Gegeven tekst -
§ §

De laatste tijd probeer ik mij te herinneren hoe een en ander verlopen is. Soms raak je in verwarring. Maar om bij het begin te beginnen, eerst dit. Enige tijd geleden schoot mij dat schitterend stralende schilderij New Amsterdam Painting van Robert Motherwell te binnen. Ik bedacht dat, nadat het Stedelijk Museum na jaren in de wildernis weer heropend was, daar vooral werken van Willem de Kooning op volle kracht (en in volle kleurenpracht) aanwezig waren. Ineens is niet helemaal het juiste woord: ook voor die tijd, in de periode De Wilde, was de Rotterdamse Amerikaan steeds prominent te zien, en terecht. Alles wat er van De Kooning in het museum is, werd onder De Wilde verworven. Een echte schilder, zei die altijd. Hij bedoelde, denk ik, de vet gekrulde oppervlakte van kleurige olieverf. Zoals bekend zijn ook de werken van Barnett Newman door De Wilde aangekocht – van een andere geweldige schilder. Voor diens radicale kunst was vooral ontzag, herinner ik me. De schilderijen waren te onverbiddelijk om voluit van te houden. Het laten zien van Newman was jarenlang en tot voor kort eigenlijk niet mogelijk, vond men, vanwege allerlei gedonderjaag dat rond twee schilderijen had plaatsgevonden. Maar daarover wil ik het nooit meer hebben. Het gevolg was dat daardoor De Koonings schilderijen (waar er wel acht van zijn) meer gewicht kregen en plotseling highlights waren in het museum. Een highlight is daar een nieuw marketing-concept. Bedoeld worden werken die altijd te zien moeten zijn (omdat je ervan kunt houden) en waarvoor andere kunst maar plaats moet maken. Zelf hoop ik in een museum ook verrassingen te zien.

§ §

Opdracht - Zet de alinea "De laatste tijd probeer ik" uit de tekst over het Stedelijk Museum hierboven om in een beknopte opsomming van de belangrijkste feiten.

Aangeleverde gegevens -
§ §

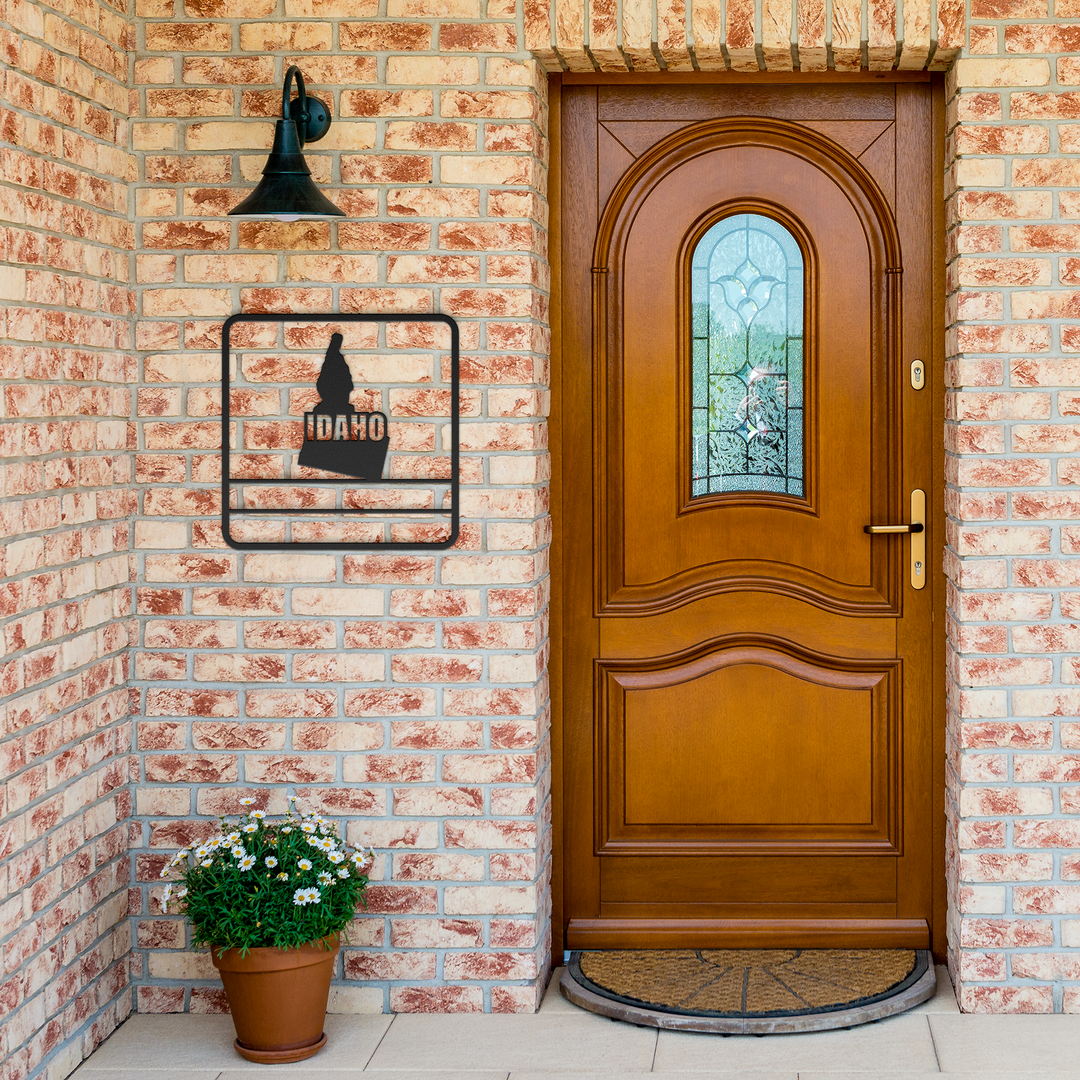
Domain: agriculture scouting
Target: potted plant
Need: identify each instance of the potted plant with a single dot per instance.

§ §

Uitwerking -
- De schrijver herinnert zich het schilderij New Amsterdam Painting van Robert Motherwell.
- Na de heropening van het Stedelijk Museum waren vooral werken van Willem de Kooning prominent te zien.
- Ook in de periode De Wilde was De Kooning al steeds prominent aanwezig. Alle werken van hem in het museum zijn onder De Wilde verworven, die hem "een echte schilder" noemde.
- De Wilde kocht ook de werken van Barnett Newman aan. Voor diens radicale kunst was vooral ontzag.
- Newman werd jarenlang niet getoond, vanwege gedoe rond twee schilderijen.
- Daardoor kregen de acht schilderijen van De Kooning meer gewicht en werden ze highlights.
- Een highlight is een nieuw marketingconcept: werken die altijd te zien moeten zijn en waarvoor andere kunst plaats moet maken.
- De schrijver hoopt in een museum ook verrassingen te zien.